**Source records**.
━━━━━━━━━━━━━━━━━━━━━━━━━━━━━━

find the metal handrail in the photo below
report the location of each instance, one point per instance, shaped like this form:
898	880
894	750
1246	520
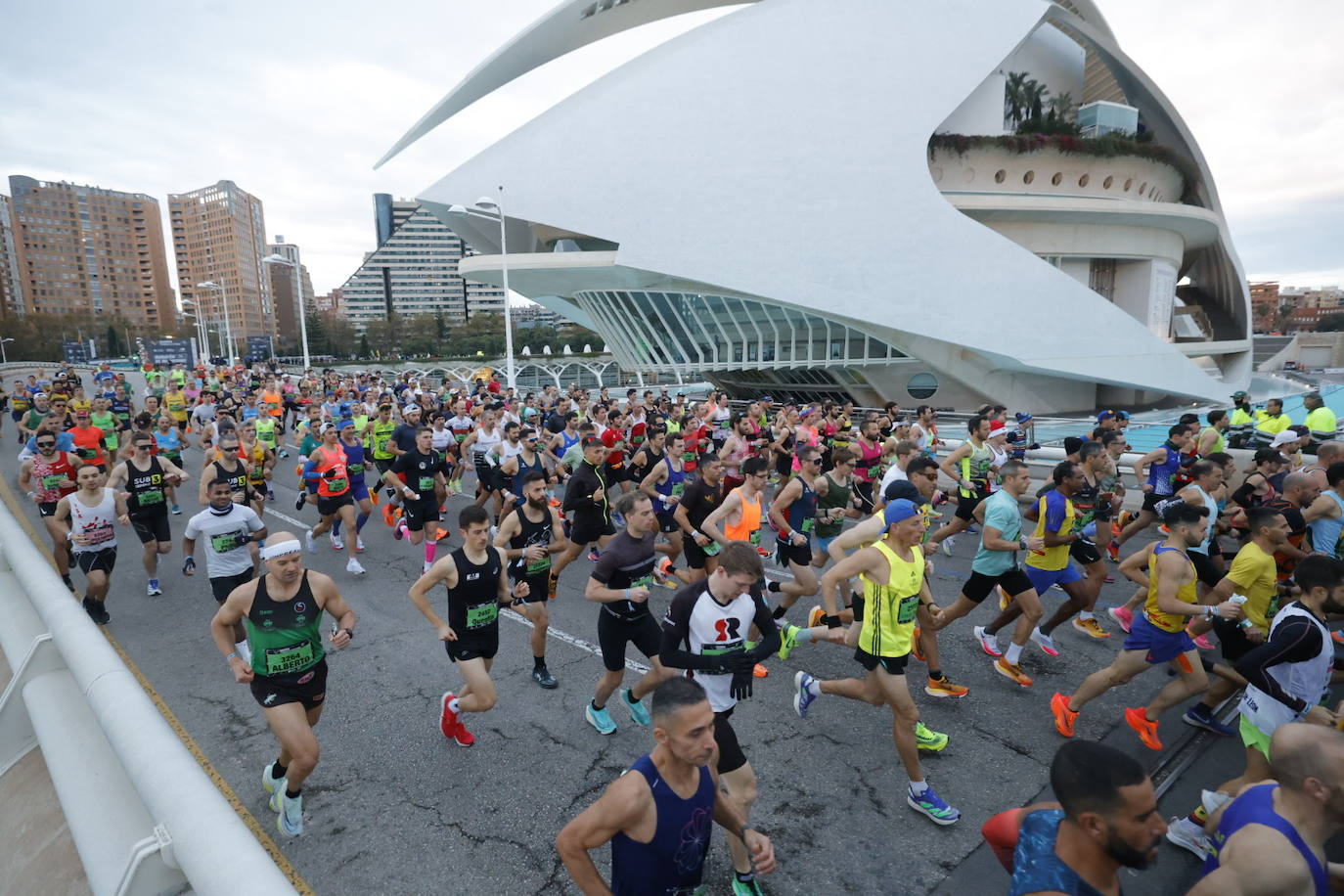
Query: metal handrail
144	816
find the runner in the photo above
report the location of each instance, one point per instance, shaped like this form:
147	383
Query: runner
423	473
696	504
704	632
328	468
996	565
1159	636
528	539
620	582
146	478
657	821
793	514
1156	474
47	477
87	520
287	675
473	575
229	529
969	468
894	587
1106	819
1287	675
588	501
1055	520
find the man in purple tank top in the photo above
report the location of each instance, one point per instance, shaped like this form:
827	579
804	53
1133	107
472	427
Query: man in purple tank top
657	816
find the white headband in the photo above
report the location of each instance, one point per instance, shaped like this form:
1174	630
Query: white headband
280	548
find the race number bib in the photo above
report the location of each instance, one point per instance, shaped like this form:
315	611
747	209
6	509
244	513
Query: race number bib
481	615
291	658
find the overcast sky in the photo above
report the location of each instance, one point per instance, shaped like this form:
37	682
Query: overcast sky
295	103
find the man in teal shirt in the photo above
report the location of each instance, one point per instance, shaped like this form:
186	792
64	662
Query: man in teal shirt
996	567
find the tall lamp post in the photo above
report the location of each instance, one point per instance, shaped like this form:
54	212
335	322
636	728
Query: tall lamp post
300	305
485	202
229	327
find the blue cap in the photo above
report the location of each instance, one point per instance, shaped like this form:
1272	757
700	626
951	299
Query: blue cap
898	511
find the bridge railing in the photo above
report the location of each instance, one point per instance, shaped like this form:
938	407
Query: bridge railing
143	814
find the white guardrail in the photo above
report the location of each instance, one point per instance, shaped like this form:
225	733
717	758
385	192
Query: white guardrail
143	814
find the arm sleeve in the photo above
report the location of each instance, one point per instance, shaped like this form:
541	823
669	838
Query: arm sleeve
1293	641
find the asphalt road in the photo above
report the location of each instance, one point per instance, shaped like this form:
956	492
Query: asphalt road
394	808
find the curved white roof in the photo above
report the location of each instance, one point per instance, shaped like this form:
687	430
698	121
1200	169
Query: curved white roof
732	156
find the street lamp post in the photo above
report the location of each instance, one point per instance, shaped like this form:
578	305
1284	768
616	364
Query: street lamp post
229	327
301	308
485	202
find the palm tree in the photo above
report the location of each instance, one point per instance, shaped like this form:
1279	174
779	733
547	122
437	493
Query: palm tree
1015	87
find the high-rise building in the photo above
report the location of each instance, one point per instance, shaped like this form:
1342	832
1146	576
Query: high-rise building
283	288
328	304
11	293
413	270
219	236
87	248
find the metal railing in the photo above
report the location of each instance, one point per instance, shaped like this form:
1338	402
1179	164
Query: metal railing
143	814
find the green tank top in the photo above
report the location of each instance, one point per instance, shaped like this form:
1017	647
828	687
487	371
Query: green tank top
285	636
888	610
1219	443
836	497
108	424
266	431
977	468
381	435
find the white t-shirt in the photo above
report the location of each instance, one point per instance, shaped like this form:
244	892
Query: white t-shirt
226	548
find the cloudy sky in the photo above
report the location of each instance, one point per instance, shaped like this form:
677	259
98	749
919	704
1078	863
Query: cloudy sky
295	101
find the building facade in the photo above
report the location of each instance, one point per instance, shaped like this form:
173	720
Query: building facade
219	236
694	259
283	288
86	248
414	270
11	291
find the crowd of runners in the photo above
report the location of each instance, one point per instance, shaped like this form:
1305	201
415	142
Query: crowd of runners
773	527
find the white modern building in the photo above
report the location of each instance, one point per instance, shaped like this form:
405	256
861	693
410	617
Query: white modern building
414	270
818	197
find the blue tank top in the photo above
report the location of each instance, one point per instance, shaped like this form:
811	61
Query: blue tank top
675	484
1163	475
1325	533
1035	864
168	442
1256	806
674	860
524	468
802	512
355	465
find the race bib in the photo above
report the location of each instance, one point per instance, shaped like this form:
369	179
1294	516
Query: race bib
291	658
481	615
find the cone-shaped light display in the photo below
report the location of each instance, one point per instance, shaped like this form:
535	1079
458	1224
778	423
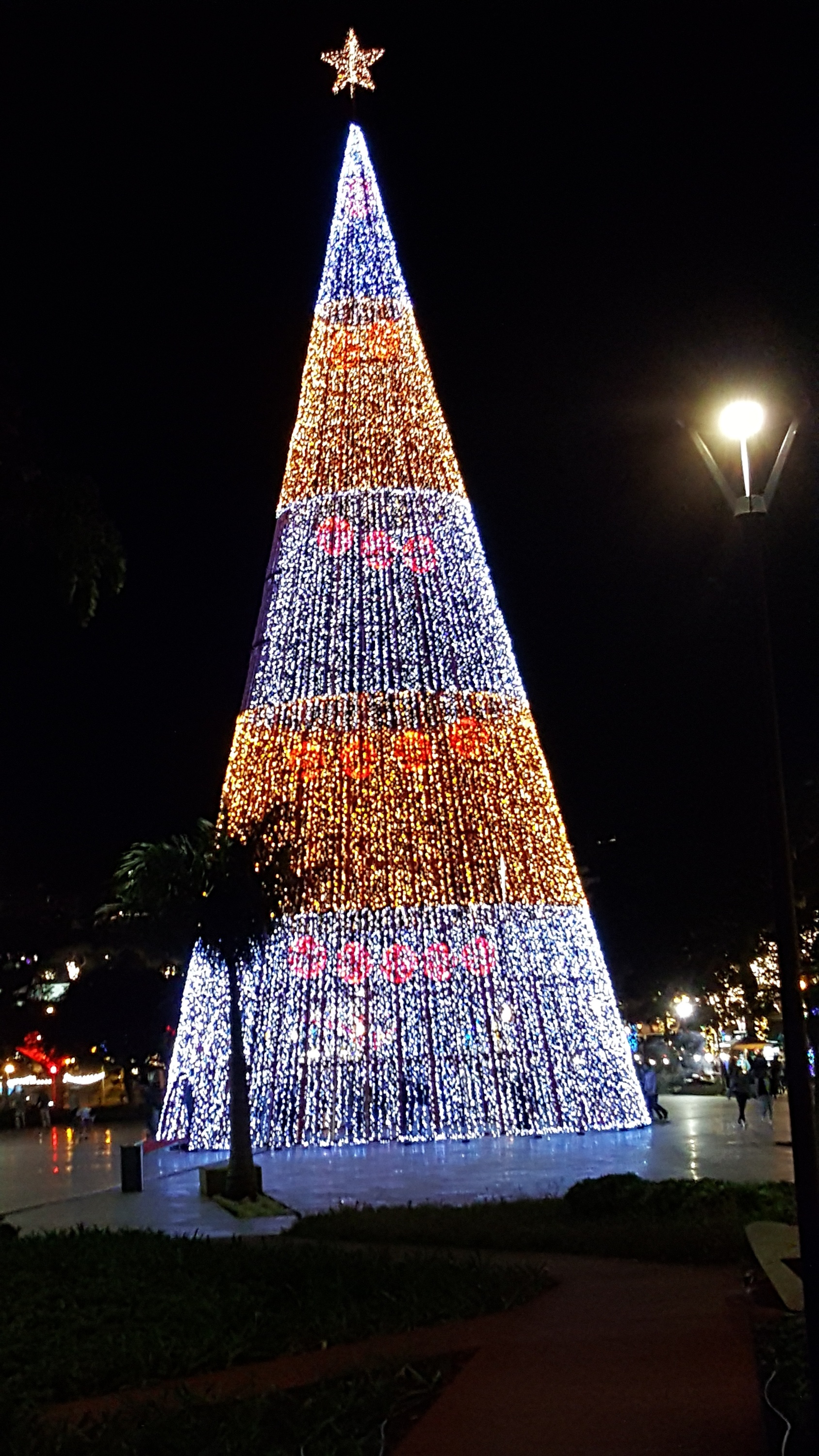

━━━━━━━━━━━━━━━━━━━━━━━━━━━━━━

**Work to complete**. Write out the entries above word for word. Do not include the pictures.

**Result below**.
find the metal handrail in the photo below
report the location of each instance, one point per instance, shaped like this form:
898	880
894	750
1246	520
Query: metal handrail
144	816
find the runner in the photo above
report the location of each instance, one point per instance, shaped like this form:
147	383
Query: runner
423	473
696	504
704	632
328	468
996	565
1159	636
528	539
620	582
146	478
657	821
793	514
1156	474
47	477
87	520
287	675
473	575
229	529
969	468
894	587
1106	819
1287	675
588	501
1055	520
find the man in purple tank top in the photo above
report the location of each instance, one point per instance, shaped like this form:
827	579
804	53
1133	107
472	427
Query: man in purple tank top
657	816
find the white headband in the photo above
report the location of each instance, one point per instance, shaped like this form:
1174	630
Query: white headband
280	548
find the race number bib in the photo above
report the location of each instance, one point per instance, shaped like this form:
315	611
747	209
6	509
244	513
Query: race number bib
481	615
291	658
find the overcast sky in the photo above
report the location of each instance, one point per instance, shaped like this form:
37	682
Query: overcast sky
295	103
find the man in teal shirt in the photo above
report the location of each instance, one point per instance, shaped like this form:
186	792
64	662
Query: man in teal shirt
996	567
find the tall lamp post in the photo above
report the location of each instance, one point per instance, shaped like this form:
54	212
335	322
636	728
Query: tall lamp post
300	305
485	202
229	327
find the blue cap in the photo above
report the location of each instance, one point per instance, shaped like this form:
1272	757
700	626
951	299
Query: blue cap
898	511
find the bridge railing in the photo above
report the location of each instance, one point per instance, shaped like this form:
938	407
Query: bridge railing
143	814
find the white guardrail in the photo above
report the location of each instance, one point per instance, shaped like this form:
225	733
717	758
385	192
Query: white guardrail
143	814
find the arm sleeve in the photo above
report the location of each instance, one point per instance, shaped like this form:
541	823
669	838
Query: arm sleeve
1293	641
find the asphalt road in the photo above
report the location of each instance, one point per instance, shaped like this form:
956	492
Query: asphalt road
394	808
find the curved white roof in the photo above
report the location of each instance, one point per instance, shaped like this form:
687	430
698	121
1200	169
Query: curved white roof
732	156
find the street lamp post in the photo above
report the location of each instance, one point per instance, shaped like this form:
578	305
1284	768
616	364
Query: street lamp post
229	327
301	308
485	202
find the palm tree in the photo above
report the location of each instance, one point per instance, shaped like this form:
1279	174
779	733
547	122
437	493
Query: palm tree
1015	87
find the high-rise building in the photo above
report the location of each instance, one point per instance, shaped like this form:
1342	832
1146	576
Query: high-rise building
283	288
328	304
11	293
413	270
219	236
87	248
find the metal railing in the photo above
report the location of each instance, one point per instance, shaped like this form:
1338	402
1179	164
Query: metal railing
143	814
find the green tank top in the photo above
report the location of each instance, one point per instance, shaped like this form:
1017	647
828	687
487	371
Query: green tank top
285	636
888	610
1219	443
836	497
108	424
266	431
977	468
381	435
find the white t-shirt in the photo above
report the location of each instance, one point per instance, shaped like this form:
244	892
Query: white t-shirt
226	548
find the cloudy sky in the photo above
report the location of each instance, one point per instance, shaped like this form:
677	259
98	749
919	704
1078	863
Query: cloudy sky
295	101
find the building facade in the photo above
report the location of each instance, one point per instance, shaped like this form:
173	720
Query: building facade
219	236
694	259
283	288
86	248
414	270
11	291
find the crowd of runners in the photo above
report the location of each instance, one point per instance, shaped like this form:
1305	201
415	142
Query: crowd of runners
773	527
find the white modern building in the photo above
report the location of each instance, one point per instance, shaped like this form:
405	256
861	693
410	617
Query: white modern building
414	270
818	197
find the blue tank top in the photo above
report the location of each instance, one point per instance, shaped like this form:
811	61
Query: blue tank top
675	484
1163	475
1325	533
1035	864
168	442
1256	806
674	860
524	468
802	512
355	465
find the race bib in the photo above
report the location of each instance, one point per instance, shaped like this form:
369	179
1294	516
Query: race bib
291	658
481	615
find the cone-shaped light display in the photo below
report the location of each instance, one point per instance, shaped like this form:
535	1079
458	1224
778	423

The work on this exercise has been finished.